Copy exactly the last part of the entries, starting from the line with "like [26, 173]." and including the final line.
═══ EXTRACTED INFORMATION ═══
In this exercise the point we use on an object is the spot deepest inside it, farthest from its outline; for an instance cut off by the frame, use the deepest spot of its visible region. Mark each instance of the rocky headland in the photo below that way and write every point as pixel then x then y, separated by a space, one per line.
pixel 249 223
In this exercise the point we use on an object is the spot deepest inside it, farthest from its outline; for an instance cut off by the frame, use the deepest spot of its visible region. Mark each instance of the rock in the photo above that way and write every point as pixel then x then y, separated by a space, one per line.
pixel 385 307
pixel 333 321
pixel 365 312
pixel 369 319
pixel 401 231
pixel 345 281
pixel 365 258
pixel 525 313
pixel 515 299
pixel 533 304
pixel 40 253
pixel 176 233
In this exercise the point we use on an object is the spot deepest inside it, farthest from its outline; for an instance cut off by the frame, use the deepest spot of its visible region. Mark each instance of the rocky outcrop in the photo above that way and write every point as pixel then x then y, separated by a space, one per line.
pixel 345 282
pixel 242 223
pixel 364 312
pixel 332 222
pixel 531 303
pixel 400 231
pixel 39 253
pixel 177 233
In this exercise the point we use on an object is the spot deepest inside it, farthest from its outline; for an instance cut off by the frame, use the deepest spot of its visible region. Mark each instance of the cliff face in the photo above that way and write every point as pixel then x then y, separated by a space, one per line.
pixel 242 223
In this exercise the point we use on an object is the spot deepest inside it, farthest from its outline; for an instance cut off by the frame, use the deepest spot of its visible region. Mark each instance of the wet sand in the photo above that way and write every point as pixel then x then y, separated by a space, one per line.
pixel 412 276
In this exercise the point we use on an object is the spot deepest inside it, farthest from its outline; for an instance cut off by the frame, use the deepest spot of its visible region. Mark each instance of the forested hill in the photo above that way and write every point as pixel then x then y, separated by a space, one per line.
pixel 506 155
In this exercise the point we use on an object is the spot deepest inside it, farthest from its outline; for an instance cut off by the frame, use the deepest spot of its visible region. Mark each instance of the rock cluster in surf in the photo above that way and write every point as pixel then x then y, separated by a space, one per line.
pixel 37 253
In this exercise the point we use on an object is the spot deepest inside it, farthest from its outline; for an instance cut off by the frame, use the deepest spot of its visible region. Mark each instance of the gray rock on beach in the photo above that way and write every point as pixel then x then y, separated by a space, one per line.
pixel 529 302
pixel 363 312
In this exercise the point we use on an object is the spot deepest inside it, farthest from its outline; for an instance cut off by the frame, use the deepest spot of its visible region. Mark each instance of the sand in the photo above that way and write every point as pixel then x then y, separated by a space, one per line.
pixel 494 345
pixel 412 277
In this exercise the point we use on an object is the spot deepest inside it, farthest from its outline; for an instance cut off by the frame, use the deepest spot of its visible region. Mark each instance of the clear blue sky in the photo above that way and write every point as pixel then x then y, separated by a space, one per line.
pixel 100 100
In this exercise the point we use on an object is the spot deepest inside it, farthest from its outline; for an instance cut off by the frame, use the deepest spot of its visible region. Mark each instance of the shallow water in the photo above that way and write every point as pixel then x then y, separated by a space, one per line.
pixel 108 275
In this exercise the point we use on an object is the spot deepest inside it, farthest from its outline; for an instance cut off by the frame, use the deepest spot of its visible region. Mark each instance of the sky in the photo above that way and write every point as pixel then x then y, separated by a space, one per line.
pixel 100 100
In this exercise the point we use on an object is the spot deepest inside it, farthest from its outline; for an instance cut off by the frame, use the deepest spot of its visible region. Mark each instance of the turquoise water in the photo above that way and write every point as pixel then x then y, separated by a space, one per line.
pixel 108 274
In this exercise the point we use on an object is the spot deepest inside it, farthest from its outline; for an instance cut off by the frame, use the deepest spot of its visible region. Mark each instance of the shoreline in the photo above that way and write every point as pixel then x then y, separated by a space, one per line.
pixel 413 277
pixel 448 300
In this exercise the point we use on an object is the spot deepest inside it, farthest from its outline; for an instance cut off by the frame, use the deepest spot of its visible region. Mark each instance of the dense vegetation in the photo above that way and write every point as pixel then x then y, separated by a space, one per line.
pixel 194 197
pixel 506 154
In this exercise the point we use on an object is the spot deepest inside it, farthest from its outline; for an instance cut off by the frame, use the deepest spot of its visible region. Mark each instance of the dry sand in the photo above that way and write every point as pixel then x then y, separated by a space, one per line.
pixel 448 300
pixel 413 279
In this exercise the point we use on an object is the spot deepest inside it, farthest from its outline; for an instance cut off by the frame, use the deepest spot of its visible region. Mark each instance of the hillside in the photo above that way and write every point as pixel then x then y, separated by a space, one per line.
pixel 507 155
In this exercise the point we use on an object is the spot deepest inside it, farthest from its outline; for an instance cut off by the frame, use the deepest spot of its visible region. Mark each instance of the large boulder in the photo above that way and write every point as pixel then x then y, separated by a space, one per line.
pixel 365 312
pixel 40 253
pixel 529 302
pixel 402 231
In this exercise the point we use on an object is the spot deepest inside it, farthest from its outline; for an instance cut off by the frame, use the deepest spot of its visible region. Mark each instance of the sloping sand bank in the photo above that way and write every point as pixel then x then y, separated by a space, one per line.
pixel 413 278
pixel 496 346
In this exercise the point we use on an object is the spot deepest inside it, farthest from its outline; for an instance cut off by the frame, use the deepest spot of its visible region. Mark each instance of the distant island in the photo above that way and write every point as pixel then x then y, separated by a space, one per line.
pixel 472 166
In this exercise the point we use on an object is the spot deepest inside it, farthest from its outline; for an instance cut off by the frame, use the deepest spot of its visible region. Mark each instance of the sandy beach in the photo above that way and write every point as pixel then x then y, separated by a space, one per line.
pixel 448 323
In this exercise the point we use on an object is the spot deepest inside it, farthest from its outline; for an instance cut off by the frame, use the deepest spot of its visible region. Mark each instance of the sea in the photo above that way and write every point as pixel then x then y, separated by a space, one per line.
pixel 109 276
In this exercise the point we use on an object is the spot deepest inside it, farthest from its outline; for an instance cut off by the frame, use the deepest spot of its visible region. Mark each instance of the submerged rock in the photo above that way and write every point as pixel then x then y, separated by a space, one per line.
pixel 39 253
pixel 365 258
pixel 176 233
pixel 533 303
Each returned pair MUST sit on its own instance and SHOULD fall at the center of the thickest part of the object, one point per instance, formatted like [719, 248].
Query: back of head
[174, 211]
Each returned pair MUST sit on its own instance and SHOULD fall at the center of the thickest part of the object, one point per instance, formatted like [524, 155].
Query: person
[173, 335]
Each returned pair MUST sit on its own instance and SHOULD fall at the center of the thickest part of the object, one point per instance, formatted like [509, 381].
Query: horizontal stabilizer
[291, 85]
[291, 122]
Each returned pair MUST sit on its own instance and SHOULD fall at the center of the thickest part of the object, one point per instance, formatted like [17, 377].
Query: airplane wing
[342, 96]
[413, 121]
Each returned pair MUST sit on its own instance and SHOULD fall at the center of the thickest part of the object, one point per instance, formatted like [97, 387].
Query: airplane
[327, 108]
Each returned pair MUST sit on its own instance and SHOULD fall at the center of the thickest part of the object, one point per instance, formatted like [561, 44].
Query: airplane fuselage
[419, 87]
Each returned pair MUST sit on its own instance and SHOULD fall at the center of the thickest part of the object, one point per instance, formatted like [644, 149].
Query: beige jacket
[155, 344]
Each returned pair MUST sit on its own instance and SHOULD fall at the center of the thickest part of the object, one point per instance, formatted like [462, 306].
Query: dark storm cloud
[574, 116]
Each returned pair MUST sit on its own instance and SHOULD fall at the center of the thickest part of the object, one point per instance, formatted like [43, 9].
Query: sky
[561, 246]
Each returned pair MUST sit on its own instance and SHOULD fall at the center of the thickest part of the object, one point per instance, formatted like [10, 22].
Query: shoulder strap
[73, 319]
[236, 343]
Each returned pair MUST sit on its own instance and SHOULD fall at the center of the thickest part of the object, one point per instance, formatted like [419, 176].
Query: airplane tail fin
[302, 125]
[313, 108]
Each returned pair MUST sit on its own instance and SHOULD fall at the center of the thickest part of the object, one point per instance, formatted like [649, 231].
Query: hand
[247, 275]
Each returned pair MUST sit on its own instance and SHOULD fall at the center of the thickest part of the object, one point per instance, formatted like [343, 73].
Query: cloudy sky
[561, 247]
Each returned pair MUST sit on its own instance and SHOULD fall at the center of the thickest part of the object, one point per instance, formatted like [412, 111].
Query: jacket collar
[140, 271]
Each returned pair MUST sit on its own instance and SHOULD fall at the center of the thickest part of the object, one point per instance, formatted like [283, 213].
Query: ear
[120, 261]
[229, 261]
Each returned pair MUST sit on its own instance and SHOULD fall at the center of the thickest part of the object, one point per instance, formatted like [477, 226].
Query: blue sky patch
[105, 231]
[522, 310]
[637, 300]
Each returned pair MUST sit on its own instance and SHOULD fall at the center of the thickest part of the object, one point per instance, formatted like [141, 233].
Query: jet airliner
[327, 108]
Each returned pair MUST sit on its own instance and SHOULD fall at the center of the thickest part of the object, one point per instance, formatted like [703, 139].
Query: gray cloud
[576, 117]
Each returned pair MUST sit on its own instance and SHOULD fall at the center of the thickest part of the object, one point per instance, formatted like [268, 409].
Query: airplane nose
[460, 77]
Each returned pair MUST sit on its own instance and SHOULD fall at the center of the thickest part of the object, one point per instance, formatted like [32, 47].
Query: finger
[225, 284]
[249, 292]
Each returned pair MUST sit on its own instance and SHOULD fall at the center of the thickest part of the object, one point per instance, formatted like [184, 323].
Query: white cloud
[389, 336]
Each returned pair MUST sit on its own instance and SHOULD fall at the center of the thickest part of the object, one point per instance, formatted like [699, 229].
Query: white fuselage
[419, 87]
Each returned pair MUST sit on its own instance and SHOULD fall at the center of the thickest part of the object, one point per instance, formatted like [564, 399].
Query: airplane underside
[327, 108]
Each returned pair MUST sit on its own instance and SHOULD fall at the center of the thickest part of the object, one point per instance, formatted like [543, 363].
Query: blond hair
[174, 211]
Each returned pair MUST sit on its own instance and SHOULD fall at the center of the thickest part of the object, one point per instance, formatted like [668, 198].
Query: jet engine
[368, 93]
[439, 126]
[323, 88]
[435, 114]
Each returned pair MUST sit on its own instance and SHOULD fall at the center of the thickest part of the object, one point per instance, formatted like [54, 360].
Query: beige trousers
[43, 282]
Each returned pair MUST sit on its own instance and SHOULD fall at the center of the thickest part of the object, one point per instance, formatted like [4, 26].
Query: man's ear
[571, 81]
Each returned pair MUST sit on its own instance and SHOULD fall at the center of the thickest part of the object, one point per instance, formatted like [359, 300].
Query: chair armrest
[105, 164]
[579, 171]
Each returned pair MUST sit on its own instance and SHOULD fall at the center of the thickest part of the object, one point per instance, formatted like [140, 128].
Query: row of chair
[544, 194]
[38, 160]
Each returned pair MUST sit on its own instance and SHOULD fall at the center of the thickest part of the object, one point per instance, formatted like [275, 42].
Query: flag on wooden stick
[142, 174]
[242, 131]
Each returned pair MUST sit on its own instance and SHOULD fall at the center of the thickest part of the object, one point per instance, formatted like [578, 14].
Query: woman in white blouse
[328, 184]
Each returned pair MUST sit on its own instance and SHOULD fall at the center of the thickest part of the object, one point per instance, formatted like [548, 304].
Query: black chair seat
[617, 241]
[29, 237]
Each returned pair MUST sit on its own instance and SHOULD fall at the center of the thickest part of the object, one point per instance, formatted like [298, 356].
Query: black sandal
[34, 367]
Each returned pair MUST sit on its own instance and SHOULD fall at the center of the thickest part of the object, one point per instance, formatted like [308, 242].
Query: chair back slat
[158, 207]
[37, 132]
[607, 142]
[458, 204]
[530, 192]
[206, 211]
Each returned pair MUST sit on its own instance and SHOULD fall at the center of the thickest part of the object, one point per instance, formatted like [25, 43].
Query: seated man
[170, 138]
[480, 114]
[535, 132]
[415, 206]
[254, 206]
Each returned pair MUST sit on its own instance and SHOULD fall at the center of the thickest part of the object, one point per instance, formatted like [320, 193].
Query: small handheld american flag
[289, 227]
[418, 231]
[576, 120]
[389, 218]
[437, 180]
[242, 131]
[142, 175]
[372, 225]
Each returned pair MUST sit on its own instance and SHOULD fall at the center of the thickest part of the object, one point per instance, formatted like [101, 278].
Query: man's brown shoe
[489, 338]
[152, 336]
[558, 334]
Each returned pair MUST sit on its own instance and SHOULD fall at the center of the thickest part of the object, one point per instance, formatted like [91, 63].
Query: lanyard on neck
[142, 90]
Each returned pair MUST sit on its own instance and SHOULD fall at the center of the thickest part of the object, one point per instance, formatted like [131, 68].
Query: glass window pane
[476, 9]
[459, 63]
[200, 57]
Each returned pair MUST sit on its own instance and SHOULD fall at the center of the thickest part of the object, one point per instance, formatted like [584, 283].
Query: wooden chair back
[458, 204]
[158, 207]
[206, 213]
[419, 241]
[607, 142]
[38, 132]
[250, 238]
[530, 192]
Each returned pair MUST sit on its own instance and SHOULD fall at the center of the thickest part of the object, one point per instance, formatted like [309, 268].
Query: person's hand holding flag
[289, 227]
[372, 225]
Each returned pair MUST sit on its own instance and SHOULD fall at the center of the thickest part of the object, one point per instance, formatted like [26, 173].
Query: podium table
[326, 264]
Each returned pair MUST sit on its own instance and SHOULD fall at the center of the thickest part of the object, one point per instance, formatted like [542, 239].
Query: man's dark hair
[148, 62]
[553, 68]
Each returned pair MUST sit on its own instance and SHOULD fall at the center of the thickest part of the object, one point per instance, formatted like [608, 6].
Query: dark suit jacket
═══
**FINISHED TASK:**
Each returned pair MUST sit on its own instance and SHOULD fall at the center of the thickest part of the object, one point per instance, formatted like [26, 173].
Query: podium table
[326, 264]
Each returned pair MUST sit on its own instance and SHOULD fall at the center of the thickest part of the object, one point per instance, formatted like [542, 239].
Query: man's dark hair
[148, 62]
[553, 68]
Each returned pair MUST sit on its own instance and SHOULD fall at the center of the thickest part of the object, one point per instance, formatted like [608, 6].
Query: dark suit jacket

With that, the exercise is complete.